THE TASK: Lines from the one containing "sunset sky -> point" through the last line of the data below are to be returned exactly; leave out the rest.

DATA TO PROCESS:
§
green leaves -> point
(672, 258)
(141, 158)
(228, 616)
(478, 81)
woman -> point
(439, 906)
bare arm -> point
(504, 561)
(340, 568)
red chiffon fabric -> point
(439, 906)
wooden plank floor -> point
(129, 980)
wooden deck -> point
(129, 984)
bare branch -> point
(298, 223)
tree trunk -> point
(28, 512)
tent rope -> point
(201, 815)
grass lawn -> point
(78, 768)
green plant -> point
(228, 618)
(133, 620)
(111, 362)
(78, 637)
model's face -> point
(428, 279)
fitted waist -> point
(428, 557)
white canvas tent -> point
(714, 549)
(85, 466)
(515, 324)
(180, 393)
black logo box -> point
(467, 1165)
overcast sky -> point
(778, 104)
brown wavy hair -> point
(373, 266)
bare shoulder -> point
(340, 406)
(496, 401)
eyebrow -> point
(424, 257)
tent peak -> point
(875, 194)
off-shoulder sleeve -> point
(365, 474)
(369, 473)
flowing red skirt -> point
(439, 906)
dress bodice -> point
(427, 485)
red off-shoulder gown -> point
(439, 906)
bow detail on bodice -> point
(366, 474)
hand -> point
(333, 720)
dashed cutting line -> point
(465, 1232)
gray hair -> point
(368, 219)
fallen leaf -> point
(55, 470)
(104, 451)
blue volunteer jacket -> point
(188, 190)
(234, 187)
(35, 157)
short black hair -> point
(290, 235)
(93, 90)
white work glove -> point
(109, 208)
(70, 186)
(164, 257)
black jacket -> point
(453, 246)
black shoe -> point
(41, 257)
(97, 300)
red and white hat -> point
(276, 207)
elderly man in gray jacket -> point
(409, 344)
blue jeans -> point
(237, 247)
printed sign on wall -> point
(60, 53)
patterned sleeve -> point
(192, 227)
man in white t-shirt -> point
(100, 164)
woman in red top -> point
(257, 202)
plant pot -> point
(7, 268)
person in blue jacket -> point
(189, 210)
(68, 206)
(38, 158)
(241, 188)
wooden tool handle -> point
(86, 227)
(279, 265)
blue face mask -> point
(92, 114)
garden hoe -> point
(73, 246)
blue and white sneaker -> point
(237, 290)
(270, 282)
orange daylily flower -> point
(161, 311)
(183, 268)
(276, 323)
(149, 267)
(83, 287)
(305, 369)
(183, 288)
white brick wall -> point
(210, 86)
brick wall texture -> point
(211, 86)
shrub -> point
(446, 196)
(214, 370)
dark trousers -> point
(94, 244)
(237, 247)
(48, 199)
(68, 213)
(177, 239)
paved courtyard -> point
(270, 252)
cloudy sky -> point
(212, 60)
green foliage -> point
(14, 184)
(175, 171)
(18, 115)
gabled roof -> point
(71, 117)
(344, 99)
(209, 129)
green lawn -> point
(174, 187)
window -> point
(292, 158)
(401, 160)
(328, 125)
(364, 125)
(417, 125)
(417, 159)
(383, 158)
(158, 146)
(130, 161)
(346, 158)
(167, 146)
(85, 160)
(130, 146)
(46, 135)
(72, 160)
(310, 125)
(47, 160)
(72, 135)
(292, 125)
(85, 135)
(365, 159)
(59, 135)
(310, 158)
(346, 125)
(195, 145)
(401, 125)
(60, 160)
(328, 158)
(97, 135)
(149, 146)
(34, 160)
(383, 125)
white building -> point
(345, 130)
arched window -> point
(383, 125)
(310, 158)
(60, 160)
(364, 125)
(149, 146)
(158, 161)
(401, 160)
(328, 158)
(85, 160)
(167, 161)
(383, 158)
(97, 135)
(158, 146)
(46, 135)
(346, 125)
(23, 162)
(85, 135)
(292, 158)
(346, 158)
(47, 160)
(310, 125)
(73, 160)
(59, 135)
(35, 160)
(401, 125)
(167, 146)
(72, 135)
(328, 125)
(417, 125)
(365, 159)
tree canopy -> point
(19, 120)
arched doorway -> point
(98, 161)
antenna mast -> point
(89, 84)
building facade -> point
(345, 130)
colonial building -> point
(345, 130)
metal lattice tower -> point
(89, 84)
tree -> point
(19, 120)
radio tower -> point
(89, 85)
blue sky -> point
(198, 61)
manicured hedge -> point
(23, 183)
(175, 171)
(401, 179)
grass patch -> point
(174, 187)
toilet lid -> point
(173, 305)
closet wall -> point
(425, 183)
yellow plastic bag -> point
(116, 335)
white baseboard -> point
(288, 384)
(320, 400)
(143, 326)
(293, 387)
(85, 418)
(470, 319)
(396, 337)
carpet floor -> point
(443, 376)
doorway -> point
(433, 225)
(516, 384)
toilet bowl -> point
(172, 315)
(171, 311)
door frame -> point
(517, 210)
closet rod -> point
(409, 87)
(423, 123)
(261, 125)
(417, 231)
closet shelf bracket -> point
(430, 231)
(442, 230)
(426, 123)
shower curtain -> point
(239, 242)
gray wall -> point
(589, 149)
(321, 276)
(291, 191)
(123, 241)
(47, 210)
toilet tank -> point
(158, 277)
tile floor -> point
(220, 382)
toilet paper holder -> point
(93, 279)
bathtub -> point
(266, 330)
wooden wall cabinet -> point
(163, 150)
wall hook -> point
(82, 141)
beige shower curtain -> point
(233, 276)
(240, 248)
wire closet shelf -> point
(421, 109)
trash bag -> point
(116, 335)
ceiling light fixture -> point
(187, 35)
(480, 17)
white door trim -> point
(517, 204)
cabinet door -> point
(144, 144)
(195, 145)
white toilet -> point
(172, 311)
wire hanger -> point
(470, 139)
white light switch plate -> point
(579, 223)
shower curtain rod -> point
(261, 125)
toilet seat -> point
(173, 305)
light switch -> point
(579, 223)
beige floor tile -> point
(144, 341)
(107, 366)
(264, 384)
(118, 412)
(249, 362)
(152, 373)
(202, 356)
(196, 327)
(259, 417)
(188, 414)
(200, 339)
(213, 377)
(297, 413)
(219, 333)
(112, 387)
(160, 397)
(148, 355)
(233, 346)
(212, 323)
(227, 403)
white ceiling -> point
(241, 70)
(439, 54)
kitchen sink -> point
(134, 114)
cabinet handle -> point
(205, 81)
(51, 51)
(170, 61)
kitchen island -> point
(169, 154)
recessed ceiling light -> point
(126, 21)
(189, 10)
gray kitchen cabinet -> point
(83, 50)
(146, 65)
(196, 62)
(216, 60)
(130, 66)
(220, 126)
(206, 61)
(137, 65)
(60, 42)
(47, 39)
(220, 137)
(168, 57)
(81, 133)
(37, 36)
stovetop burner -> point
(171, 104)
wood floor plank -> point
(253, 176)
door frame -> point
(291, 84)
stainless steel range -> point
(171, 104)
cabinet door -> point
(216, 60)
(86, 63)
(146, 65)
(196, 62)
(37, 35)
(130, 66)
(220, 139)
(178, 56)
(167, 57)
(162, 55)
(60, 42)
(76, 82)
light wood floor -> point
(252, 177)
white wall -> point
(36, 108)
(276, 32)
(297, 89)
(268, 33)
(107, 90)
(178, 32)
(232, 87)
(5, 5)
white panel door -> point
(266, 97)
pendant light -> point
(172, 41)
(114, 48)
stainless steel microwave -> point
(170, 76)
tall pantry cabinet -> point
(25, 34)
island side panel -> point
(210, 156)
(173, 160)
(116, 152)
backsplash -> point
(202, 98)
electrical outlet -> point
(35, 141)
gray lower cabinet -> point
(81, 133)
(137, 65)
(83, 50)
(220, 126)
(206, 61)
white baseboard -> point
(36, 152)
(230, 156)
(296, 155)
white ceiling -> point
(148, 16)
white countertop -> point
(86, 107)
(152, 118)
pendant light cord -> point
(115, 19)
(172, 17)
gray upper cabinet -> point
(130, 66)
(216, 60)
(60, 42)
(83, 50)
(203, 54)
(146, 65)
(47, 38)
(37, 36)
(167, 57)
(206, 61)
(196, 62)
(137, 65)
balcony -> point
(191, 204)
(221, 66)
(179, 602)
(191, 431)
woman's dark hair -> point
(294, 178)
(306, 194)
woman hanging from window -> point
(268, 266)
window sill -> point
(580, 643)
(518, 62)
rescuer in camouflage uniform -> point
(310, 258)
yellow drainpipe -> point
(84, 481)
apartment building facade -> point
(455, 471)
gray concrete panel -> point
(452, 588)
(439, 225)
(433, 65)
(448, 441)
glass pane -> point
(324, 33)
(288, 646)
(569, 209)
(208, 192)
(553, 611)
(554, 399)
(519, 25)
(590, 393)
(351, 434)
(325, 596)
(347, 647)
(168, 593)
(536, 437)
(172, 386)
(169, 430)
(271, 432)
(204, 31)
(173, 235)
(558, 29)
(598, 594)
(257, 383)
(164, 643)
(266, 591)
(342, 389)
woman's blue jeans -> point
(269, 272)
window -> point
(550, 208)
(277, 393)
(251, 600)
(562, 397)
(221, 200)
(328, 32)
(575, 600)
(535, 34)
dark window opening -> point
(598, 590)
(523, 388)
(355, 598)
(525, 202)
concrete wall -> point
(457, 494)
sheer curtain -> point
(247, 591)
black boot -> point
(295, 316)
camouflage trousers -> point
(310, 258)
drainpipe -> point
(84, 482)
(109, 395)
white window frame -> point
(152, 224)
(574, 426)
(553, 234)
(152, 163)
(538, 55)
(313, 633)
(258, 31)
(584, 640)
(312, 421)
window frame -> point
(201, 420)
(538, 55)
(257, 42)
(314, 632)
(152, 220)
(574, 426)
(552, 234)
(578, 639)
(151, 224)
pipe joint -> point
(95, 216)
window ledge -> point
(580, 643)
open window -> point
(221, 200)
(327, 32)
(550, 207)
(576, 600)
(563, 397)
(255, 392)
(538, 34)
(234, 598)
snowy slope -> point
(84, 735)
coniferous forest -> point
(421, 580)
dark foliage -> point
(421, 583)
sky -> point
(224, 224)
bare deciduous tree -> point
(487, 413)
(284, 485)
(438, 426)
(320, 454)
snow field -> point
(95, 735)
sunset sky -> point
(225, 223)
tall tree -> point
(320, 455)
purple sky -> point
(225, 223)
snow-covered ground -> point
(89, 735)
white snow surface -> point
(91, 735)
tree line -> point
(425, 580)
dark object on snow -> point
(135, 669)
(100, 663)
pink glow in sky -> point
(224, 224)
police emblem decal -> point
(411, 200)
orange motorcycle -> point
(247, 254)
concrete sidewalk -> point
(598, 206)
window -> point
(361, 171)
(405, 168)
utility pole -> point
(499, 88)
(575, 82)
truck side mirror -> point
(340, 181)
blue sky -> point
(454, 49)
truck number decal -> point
§
SOLUTION BELOW:
sunset sky -> point
(225, 223)
tall tree -> point
(320, 455)
purple sky -> point
(225, 223)
snow-covered ground -> point
(89, 735)
white snow surface -> point
(91, 735)
tree line -> point
(425, 580)
dark object on snow -> point
(135, 669)
(100, 663)
pink glow in sky -> point
(224, 224)
police emblem decal -> point
(411, 200)
orange motorcycle -> point
(247, 254)
concrete sidewalk -> point
(598, 206)
window -> point
(361, 171)
(405, 168)
utility pole -> point
(499, 88)
(575, 82)
truck side mirror -> point
(340, 181)
blue sky -> point
(454, 49)
truck number decal -> point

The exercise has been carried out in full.